## ОТРЫВОК ТЕКСТА
Каждое произведение возникает и технически так, как возник космос – оно
проходит путем катастроф, подобных хаотическому реву оркестра, выливающемуся в
конце концов в симфонию, имя которой – музыка сфер. Создание произведения есть
мироздание"[12].
В такой космической масштабности
мышления, в символической взаимосвязанности всех вещей мира, пророческой миссии
своего искусства видна перекличка с идеями, прозвучавшими впервые за сто лет до
этого – с идеями немецких романтиков.
Не случайно в начале двадцатого века
одним из наиболее популярных в Германии мыслителей вновь стал немецкий мистик XVII века Якоб Беме, говоривший о божественной природе и символическом
характере света и цветов. Но помимо Штайнера, антропософов и Беме у Кандинского
был еще один учитель, знакомство с творчеством которого художник никогда не
подтверждал, но его можно считать доказанным. Его звали Филипп Отто Рунге.
Вновь открытый, как и другие немецкие
романтики, в начале века, Рунге оказался духовно сродни Кандинскому. Как и он,
Рунге мучительно размышлял о судьбах и природе искусства, как и Кандинский,
составлял симболяриум цветов и линейных форм – в первую очередь треугольника и
круга, а свои размышления о символической и физической природе цветов он
изложил в обсуждавшемся им с Гете сочинении "Шар цветов", увидевшем
свет уже после его смерти.
В начале XIX
столетия Рунге размышлял об искусстве, не связанном рамками традиции сюжета. Он
впервые заговорил об абстракции. Путь от линейной арабески к картине,
отрешенной от традиционной сюжетности, проходит и продумывает до конца
Кандинский.
Таковы общие очертания духовных
горизонтов Кандинского.
В Мюнхене, куда он отправился в 1897
году, Кандинский поступил в знаменитую частную школу живописца А. Ашбе, которую
посещали русские художники (вместе с ним там учились Д.Н. Кардовский,
И.Э.Грабарь, В.Г. Бехтеев, А.Г. Явленский); после неудачной попытки он со
второго раза все же поступил в Академию художеств, в класс знаменитого Франца
фон Штука, оценившего своеобразие русского художника. Но главное – мучительный,
упорный, изнурительный труд, погоня за мотивом в окрестностях Мюнхена, поиски
формы. (Блуждание по Швабингу "с чувством охотника в сердце до
изнеможения").

## ПИСЬМЕННОЕ ЗАДАНИЕ A
Изложите отрывок о Кандинском в двух предложениях.
## ПИСЬМЕННОЕ ЗАДАНИЕ B
Перечислите всех русских художников, которые, согласно отрывку о Кандинском, учились вместе с ним в школе А. Ашбе.
## ПИСЬМЕННОЕ ЗАДАНИЕ C
Продолжите отрывок о Кандинском с того места, на котором он заканчивается.
Записи для работы не понадобятся.

## ПРЕДОСТАВЛЕННЫЕ СВЕДЕНИЯ
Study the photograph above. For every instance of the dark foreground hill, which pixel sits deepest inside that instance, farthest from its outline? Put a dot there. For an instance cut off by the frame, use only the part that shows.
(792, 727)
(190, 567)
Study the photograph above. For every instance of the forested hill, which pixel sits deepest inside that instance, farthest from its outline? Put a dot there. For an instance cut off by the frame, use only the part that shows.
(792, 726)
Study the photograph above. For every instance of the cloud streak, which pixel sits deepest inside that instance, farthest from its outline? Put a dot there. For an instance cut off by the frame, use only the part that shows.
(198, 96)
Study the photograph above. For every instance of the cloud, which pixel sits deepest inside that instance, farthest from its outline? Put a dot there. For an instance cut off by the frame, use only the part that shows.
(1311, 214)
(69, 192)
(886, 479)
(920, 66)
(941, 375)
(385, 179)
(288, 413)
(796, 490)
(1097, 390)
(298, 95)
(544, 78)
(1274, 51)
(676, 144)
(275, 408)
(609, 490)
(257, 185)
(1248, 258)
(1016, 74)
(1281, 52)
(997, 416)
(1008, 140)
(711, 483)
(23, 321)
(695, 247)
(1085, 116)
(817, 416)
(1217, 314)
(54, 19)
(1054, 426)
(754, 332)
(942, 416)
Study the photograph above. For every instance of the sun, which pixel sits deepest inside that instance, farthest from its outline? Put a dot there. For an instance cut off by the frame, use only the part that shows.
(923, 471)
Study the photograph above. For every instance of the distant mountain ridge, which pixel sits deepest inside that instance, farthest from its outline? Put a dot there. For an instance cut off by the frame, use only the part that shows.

## ПИСЬМЕННЫЙ ОТВЕТ A
Космическая масштабность мышления и символическая взаимосвязь всех вещей сближают Кандинского с немецкими романтиками, а еще одним его учителем, хотя сам художник этого не подтверждал, был Филипп Отто Рунге, который составлял симболяриум цветов и линейных форм и заговорил об абстракции. В Мюнхене, куда Кандинский отправился в 1897 году, он учился в частной школе А. Ашбе, со второй попытки поступил в Академию художеств в класс Франца фон Штука и упорно трудился в поисках формы.

## ПИСЬМЕННЫЙ ОТВЕТ B
Д.Н. Кардовский, И.Э. Грабарь, В.Г. Бехтеев, А.Г. Явленский.

## ПИСЬМЕННЫЙ ОТВЕТ C
Этюды и картины, написанные в
окрестностях Мюнхена в начале 1900 годов, особенно в Мурнау, где он поселился
вместе со своей ученицей и спутницей Габриэлой Мюнтер, продолжают отчасти то,
что было начато в Москве ("Усадьба Ахтырка",
"Подмосковье"), но в них появляется и новое – удивительный, сияющий
звонкий цвет. Обобщенность формы, резкое сопоставление плотных, локальных
цветов – желтого, синего, красного и зеленого, предельная обобщенность
натурного мотива – все это заставляет вспомнить и об опыте французских фовистов
(а Кандинский очень высоко ценил Матисса), живопись художников группы
"Мост", уже с 1905 года выступавших со своими шокирующими публику
картинами, поражающими резким, кричащим, вызывающим колоритом, и, конечно,
народную баварскую живопись на стекле, которой увлекался Кандинский в эти
мюнхенские годы.
Постепенно удаляясь от натурных этюдов,
художник приходит к обобщенной "композиции" – это слово имело для
него особое значение и звучало "как молитва". И в книге
"Ступени", и в сочинении "О духовном в искусстве", в других
трудах Кандинский неоднократно пытался анализировать и теоретически
обосновывать тот шаг от «предметного» искусства к «абстрактному», который он сделал
к 1910 году. Стремясь реконструировать процесс рождения абстракций в своем
творчестве, живописец невольно мистифицировал читателя, пытаясь представить
появление новых идей в виде внезапного озарения, пришедшего в мюнхенской
мастерской, когда он взглянул на холст, поставленный вверх ногами. Конечно,
путь кристаллизации новых идей был не так прост. В картинах 1910–х годов
натурные мотивы постоянно чередуются с абстракциями и постепенно, далеко не
сразу нефигуративная живопись побеждает.
Мысль художника неотделима от поисков
новой пластической формы, новых средств выражения. Это редкое качество –
объединение таланта мыслителя и гениального живописца – и сделало из
Кандинского одного из величайших мастеров XX века. Первым
теоретическим трактатом, где все его поиски нашли словесное воплощение, стало
сочинение «О духовном в искусстве». (По-русски оно было прочитано на
Всероссийском съезде художников в 1911 году Н. Кульбиным). В этой небольшой
книжке, иллюстрированной несколькими картинами художника, впервые
сформулированы основные положения его эстетики, практически оставшиеся
неизменными и в дальнейшем. Здесь были идеи пророческого предназначения
искусства, мысли о наступлении царства духовности, первые попытки
самоинтерпретации и самоанализа. И во всем тексте жило ощущение абсолютной новизны
пути и невозможности следования традициям. «Благодаря сегодняшнему моменту в
настоящее время все представлено для пользования художника. Сегодня – день
свободы, которая мыслима только на заре великой эпохи».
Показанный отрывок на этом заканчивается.